Verilen metin
┌──

IV. BOZMA VE BOZMADAN SONRAKİ YARGILAMA SÜRECİ
A. Bozma Kararı
1. Mahkemenin yukarıda belirtilen kararına karşı süresi içinde davalı ... vekili temyiz isteminde bulunmuştur.
2.Dairemizce yapılan incelemede; alınan raporların hüküm kurmaya yeterli olmadığı ve taraflara dava konusu taşınmaza yakın bölgelerden ve yakın zaman içinde satışı yapılan benzer yüzölçümlü satışları bildirmeleri için imkan tanınması, lüzumu halinde resen emsal celbi yoluna gidilmesi ve bu emsallere göre değer biçilmesi için yeniden oluşturulacak bilirkişi kuruluyla keşif yapılarak sonucuna göre hüküm kurulması gerektiğinden bahisle kararın bozulmasına karar verilmiştir.
B. Mahkemece Bozmaya Uyularak Verilen Karar
Mahkemenin yukarıda tarih ve sayısı belirtilen kararı ile davalı ... hakkındaki davanın pasif husumetten reddine, davalı ... hakkındaki davanın kısmen kabulüne ve ecrimisil talebinin feragat nedeniyle reddine karar verilmiştir.
V. TEMYİZ
A. Temyiz Yoluna Başvuranlar
Mahkemenin yukarıda belirtilen kararına karşı süresi içinde davacılar vekili temyiz isteminde bulunmuştur.
B. Temyiz Sebepleri
Davacılar vekili temyiz dilekçesinde özetle; taraflar arasında yapılan sulh sözleşmesi gereğince esas hakkında karar verilmesine yer olmadığına karar verilmesi gerektiği gibi 6745 sayılı Kanun'un 35 inci maddesi ile 2942 sayılı Kamulaştırma Kanunu'na (2942 sayılı Kanun) eklenen geçici 11 inci maddesinin Anayasa Mahkemesinin 20.12.2018 tarihli kararı ile iptal edildiği gözetilerek kararın bozulması gerektiğini ileri sürerek temyiz yoluna başvurmuştur.
C. Gerekçe
1. Uyuşmazlık ve Hukukî Nitelendirme
Uyuşmazlık, imar uygulaması sırasında bedele dönüştürülen davacı payına idarece takdir edilen karşılığının artırılması istemine ilişkindir.

└──

Yazılı istek A
Verilen metinde "Dairemizce yapılan incelemede" diye başlayan paragrafı, ana bilgileri koruyarak daha kısa bir madde listesi hâlinde yaz.

Veri listesi

┌──

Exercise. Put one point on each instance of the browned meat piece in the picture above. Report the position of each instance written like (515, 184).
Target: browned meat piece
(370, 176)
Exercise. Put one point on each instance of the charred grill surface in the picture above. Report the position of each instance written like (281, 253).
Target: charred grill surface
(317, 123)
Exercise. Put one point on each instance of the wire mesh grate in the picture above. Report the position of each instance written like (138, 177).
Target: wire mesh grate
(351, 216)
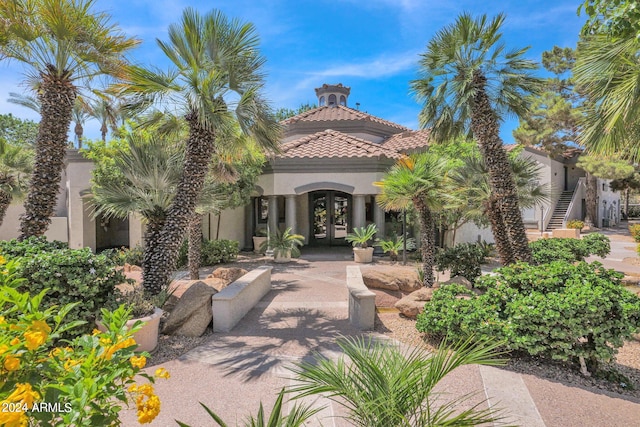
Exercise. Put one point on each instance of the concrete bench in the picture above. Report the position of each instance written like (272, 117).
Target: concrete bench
(362, 302)
(232, 303)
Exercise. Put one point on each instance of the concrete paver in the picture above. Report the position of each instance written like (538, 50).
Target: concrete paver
(302, 315)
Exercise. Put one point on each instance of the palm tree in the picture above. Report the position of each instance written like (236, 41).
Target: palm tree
(145, 183)
(468, 83)
(216, 76)
(607, 71)
(418, 180)
(61, 42)
(470, 192)
(16, 164)
(381, 385)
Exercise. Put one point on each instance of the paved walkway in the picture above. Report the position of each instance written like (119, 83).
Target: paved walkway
(303, 315)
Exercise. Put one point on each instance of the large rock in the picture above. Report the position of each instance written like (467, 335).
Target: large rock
(413, 304)
(192, 313)
(393, 279)
(230, 274)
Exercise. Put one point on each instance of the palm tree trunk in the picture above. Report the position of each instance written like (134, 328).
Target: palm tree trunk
(196, 166)
(5, 201)
(591, 204)
(427, 241)
(485, 128)
(503, 245)
(195, 246)
(150, 261)
(56, 97)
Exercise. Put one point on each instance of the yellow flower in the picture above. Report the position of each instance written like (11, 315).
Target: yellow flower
(162, 373)
(13, 419)
(24, 393)
(138, 361)
(11, 363)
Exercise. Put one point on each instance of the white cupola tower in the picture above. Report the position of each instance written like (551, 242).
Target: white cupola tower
(332, 95)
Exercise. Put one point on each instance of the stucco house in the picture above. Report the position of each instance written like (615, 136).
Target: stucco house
(320, 185)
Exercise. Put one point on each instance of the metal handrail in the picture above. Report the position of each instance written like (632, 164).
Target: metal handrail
(573, 199)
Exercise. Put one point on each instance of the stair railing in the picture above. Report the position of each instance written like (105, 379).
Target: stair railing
(574, 197)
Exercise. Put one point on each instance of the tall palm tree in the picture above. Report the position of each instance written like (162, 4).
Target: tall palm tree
(468, 82)
(16, 164)
(216, 76)
(470, 192)
(61, 42)
(608, 73)
(418, 180)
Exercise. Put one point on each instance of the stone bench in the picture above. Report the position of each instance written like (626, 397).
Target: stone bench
(362, 302)
(232, 303)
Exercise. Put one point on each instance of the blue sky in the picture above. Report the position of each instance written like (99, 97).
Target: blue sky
(373, 46)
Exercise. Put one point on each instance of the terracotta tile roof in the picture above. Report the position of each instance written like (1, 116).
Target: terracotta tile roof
(338, 112)
(409, 140)
(331, 143)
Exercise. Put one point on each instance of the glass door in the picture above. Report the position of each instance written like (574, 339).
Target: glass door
(330, 217)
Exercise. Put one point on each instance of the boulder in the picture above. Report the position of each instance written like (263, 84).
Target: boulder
(192, 313)
(460, 281)
(392, 279)
(230, 274)
(413, 304)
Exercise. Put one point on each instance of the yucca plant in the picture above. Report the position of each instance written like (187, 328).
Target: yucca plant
(361, 236)
(297, 416)
(381, 385)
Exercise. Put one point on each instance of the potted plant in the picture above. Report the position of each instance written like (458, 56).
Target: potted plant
(284, 245)
(360, 238)
(259, 239)
(394, 245)
(146, 309)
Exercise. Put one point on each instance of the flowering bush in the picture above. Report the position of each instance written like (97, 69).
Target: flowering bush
(81, 382)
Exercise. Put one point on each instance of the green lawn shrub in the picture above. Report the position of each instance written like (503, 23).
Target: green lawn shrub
(463, 260)
(558, 311)
(30, 246)
(72, 276)
(213, 252)
(635, 231)
(545, 251)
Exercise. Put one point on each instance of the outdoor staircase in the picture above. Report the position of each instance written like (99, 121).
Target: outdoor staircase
(560, 211)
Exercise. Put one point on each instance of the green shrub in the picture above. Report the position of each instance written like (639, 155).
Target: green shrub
(558, 311)
(635, 231)
(33, 245)
(462, 260)
(73, 276)
(213, 252)
(575, 223)
(545, 251)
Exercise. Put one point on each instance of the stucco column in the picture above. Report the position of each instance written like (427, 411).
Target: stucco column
(359, 211)
(248, 224)
(273, 214)
(290, 212)
(378, 218)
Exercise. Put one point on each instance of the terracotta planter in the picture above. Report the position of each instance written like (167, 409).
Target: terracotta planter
(257, 242)
(282, 256)
(363, 255)
(147, 335)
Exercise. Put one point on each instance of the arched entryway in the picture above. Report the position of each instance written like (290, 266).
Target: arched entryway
(330, 217)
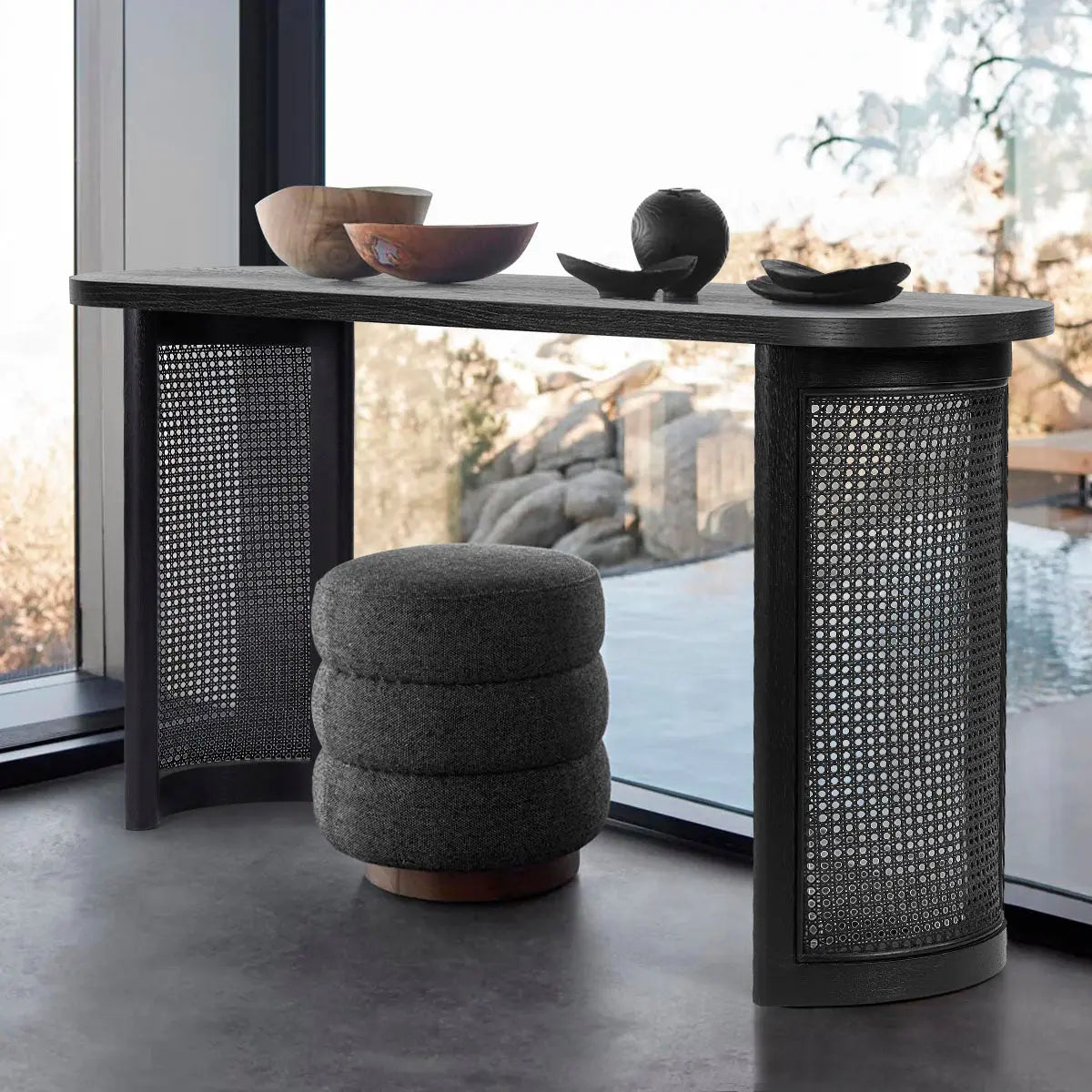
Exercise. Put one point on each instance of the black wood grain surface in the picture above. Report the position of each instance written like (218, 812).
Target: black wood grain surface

└──

Yazılı istek B
Kayıtlarda "Exercise. Put one point on each instance of the arched" ifadesinin geçtiği satırdan kayıtların sonuna kadar, iki uç da dahil, tüm satırları isteklerle birlikte yeniden yaz. Cevaplardaki koordinatları 0,7 ile çarpıp buçukları yukarı yuvarlayarak tam sayıya çevir, resimleri ise cevaba alma.

Tam cevap A
- Daire, alınan raporları hüküm kurmaya yeterli bulmadı.
- Taraflara, dava konusu taşınmaza yakın bölgelerde ve yakın zamanda yapılmış, benzer yüzölçümlü satışları bildirme imkânı tanınmalı.
- Gerekirse emsaller resen getirtilmeli.
- Yeniden oluşturulacak bilirkişi kuruluyla keşif yapılmalı ve değer bu emsallere göre biçilmeli.
- Hüküm bu sonuca göre kurulmalı.
- Bu gerekçeyle kararın bozulmasına karar verildi.

Tam cevap B
Exercise. Put one point on each instance of the arched entryway in the picture above. Report the position of each instance written like (290, 266).
Target: arched entryway
(231, 152)
Exercise. Put one point on each instance of the black wood grain surface in the picture above. Report the position of each instance written like (218, 812).
Target: black wood grain surface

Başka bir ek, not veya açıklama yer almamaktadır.